--- Problem requirements ---
Copy out each line containing "cloth" from the entries below.
--- START ---
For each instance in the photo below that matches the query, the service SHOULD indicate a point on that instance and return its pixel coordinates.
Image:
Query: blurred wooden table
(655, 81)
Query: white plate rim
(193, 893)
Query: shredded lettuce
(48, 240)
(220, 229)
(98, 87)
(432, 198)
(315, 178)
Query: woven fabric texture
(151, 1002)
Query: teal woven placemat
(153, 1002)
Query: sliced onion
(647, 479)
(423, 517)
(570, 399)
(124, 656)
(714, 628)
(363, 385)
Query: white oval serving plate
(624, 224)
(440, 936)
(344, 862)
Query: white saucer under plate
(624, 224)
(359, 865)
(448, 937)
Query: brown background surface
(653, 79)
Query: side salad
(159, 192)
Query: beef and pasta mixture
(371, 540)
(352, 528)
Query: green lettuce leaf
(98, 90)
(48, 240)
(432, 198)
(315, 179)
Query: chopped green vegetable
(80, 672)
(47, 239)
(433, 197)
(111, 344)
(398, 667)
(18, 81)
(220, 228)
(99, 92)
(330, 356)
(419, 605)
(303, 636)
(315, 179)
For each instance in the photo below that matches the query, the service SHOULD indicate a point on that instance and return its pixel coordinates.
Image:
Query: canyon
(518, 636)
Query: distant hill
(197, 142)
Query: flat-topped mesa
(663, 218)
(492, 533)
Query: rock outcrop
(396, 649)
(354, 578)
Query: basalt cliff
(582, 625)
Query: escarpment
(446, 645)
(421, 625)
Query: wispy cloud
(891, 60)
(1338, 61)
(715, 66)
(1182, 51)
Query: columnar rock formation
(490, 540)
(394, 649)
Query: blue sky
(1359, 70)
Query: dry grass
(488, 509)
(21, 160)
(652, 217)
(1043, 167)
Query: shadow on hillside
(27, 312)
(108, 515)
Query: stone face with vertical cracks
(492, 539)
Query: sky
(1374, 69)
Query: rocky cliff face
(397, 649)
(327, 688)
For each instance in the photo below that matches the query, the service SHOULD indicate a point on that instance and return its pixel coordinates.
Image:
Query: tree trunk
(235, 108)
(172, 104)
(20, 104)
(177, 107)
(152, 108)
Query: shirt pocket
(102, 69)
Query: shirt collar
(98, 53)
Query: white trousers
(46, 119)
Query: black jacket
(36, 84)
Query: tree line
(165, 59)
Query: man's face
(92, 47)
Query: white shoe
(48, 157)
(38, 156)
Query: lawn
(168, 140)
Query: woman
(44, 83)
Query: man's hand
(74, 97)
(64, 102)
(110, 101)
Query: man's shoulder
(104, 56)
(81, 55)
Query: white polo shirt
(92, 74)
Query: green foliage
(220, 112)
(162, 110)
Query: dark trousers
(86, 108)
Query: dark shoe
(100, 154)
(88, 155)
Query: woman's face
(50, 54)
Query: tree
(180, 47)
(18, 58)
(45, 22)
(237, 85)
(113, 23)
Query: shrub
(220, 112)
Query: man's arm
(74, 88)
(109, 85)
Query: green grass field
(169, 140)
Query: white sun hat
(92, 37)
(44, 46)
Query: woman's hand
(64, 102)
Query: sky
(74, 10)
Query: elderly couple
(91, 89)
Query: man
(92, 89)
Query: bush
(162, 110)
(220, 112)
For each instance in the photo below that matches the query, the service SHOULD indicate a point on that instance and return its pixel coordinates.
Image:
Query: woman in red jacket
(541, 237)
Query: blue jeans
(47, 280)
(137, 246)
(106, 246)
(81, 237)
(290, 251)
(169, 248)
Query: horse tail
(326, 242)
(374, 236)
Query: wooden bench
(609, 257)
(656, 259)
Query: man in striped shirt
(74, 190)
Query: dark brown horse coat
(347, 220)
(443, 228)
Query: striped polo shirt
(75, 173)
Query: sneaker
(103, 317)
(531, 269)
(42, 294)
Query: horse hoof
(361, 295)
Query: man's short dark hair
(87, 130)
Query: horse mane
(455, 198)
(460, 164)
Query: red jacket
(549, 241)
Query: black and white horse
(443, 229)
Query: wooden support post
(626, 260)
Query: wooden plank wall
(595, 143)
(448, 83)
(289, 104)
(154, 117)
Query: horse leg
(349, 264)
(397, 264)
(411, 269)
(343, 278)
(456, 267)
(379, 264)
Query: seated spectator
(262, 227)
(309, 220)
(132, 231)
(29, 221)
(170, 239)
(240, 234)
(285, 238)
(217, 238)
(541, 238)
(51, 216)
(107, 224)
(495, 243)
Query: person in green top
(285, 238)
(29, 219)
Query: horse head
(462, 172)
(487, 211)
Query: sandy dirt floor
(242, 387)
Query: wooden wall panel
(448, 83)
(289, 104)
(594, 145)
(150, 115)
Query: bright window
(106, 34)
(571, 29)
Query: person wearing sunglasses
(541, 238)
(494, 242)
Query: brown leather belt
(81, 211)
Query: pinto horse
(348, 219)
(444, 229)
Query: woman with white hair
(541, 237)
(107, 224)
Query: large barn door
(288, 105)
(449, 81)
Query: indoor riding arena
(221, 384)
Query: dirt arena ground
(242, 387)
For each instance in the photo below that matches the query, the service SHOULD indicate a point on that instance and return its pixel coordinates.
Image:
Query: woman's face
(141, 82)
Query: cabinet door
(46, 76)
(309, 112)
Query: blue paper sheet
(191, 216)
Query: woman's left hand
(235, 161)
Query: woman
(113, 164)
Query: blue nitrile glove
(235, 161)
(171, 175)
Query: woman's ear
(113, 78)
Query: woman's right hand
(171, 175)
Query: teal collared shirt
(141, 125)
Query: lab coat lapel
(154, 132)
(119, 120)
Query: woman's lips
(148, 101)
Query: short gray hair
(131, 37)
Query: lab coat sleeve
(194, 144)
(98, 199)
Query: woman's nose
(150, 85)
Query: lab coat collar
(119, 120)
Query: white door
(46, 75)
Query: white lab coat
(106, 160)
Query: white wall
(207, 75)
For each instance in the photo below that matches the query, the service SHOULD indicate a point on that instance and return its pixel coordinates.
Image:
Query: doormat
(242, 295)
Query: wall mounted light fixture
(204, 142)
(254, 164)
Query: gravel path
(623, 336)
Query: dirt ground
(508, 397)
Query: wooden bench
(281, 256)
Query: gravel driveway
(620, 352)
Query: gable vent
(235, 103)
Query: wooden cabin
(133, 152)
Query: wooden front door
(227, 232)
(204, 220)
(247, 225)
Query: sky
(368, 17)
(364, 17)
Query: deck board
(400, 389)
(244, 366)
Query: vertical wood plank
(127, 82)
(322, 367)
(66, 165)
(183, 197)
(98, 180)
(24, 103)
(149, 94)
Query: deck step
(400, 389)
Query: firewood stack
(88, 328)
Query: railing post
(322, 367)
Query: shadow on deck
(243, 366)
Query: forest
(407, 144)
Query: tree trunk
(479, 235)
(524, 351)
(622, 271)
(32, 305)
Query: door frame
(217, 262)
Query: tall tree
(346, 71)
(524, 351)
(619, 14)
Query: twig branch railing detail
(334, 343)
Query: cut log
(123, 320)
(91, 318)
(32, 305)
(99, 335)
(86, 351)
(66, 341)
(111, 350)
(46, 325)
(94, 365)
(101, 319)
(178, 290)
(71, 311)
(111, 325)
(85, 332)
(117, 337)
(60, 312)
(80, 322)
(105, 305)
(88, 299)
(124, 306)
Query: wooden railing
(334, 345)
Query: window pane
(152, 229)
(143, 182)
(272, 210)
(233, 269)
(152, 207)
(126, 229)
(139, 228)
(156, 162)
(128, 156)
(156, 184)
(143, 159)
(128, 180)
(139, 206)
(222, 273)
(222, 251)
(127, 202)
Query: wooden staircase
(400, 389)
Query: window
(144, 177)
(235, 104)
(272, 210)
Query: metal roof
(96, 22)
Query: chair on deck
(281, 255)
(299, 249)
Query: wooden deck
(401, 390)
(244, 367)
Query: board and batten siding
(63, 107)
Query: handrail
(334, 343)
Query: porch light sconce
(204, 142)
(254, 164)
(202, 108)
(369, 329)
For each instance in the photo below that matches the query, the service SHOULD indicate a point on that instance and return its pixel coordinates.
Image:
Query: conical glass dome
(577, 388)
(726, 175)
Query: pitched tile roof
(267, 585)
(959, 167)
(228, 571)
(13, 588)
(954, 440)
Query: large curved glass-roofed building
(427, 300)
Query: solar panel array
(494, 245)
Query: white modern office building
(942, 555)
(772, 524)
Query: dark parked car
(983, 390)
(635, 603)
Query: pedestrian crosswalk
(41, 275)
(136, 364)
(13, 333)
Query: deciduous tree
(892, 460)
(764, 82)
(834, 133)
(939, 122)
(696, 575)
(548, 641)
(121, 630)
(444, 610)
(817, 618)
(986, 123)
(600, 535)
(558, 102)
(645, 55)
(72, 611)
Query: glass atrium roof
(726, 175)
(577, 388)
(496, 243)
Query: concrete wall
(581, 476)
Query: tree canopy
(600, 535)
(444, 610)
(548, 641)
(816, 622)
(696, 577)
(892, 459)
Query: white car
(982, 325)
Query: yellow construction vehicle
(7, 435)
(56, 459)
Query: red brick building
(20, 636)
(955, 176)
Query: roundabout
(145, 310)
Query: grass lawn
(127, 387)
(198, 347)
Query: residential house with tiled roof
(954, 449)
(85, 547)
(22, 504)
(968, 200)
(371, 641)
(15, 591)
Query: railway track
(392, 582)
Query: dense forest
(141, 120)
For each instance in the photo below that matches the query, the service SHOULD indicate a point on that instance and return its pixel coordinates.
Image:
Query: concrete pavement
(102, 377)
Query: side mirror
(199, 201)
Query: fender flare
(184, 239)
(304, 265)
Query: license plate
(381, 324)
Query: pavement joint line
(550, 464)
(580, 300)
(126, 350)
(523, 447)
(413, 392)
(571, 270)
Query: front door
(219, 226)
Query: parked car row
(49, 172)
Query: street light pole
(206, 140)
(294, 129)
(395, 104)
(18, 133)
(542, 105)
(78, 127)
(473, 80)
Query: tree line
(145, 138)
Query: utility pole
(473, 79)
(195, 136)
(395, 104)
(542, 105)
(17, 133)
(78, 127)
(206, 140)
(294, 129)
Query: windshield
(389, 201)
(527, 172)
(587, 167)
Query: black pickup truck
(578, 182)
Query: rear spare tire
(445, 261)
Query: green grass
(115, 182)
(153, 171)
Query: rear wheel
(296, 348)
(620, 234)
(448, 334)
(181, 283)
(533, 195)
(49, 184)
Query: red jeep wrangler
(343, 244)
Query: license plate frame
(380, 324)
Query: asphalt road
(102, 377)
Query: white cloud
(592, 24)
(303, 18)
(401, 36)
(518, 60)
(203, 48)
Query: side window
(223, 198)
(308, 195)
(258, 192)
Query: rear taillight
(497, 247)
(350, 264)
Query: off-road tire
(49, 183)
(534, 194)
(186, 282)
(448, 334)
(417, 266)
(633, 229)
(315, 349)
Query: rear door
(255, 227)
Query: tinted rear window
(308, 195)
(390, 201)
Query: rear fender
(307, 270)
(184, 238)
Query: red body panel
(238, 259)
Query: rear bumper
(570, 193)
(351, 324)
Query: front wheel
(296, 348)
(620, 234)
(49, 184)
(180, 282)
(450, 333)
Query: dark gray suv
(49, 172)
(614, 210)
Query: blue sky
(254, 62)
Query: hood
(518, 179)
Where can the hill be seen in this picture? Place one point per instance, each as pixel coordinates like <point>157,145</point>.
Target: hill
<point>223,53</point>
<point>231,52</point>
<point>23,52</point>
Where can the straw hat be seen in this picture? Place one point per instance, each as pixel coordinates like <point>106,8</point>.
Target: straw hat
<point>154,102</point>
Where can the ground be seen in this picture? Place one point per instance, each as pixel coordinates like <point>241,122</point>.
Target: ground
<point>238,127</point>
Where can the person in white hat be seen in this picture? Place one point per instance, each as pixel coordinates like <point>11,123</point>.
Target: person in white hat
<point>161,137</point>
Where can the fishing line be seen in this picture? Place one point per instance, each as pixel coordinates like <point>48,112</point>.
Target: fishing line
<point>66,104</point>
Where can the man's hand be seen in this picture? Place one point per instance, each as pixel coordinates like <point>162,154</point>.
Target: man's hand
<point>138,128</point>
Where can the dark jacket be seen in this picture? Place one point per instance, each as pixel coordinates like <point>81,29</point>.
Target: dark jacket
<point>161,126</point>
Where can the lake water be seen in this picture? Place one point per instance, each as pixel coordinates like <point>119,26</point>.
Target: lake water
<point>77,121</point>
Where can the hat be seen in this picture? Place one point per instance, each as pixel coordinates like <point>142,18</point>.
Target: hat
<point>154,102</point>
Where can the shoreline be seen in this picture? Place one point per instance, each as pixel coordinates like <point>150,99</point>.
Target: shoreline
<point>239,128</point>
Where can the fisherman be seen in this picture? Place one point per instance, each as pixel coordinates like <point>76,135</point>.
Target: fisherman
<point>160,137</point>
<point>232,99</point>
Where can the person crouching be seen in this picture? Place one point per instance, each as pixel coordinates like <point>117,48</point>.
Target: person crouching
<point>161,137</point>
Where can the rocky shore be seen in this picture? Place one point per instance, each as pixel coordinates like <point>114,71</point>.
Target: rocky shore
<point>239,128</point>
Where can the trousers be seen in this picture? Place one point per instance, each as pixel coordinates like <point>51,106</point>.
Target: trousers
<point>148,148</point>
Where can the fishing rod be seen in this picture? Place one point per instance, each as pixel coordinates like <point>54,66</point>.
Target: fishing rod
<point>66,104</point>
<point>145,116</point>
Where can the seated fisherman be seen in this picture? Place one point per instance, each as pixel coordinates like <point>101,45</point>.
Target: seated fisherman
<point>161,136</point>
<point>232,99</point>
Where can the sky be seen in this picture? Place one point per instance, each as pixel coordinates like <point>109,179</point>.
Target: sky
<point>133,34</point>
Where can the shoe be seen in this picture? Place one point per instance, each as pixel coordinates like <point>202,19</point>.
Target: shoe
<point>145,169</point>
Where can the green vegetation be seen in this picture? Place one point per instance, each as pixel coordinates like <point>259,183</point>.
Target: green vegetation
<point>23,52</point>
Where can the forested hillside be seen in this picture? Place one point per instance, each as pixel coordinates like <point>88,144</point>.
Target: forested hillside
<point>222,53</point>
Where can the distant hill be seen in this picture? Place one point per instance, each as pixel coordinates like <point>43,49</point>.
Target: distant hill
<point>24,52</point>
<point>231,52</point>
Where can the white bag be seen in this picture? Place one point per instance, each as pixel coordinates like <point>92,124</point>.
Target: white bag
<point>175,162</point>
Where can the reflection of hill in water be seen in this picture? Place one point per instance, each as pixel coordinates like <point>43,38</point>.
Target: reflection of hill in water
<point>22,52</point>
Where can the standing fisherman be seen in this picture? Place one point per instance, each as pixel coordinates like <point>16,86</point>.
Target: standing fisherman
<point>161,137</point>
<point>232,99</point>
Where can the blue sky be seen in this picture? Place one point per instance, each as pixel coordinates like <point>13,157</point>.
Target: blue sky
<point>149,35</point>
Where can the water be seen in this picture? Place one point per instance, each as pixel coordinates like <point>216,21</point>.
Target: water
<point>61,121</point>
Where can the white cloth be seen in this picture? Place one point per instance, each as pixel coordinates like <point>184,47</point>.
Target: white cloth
--- END ---
--- Answer to this task ---
Where can the white cloth be seen in this picture? Place one point per instance, each as pixel coordinates like <point>184,47</point>.
Target: white cloth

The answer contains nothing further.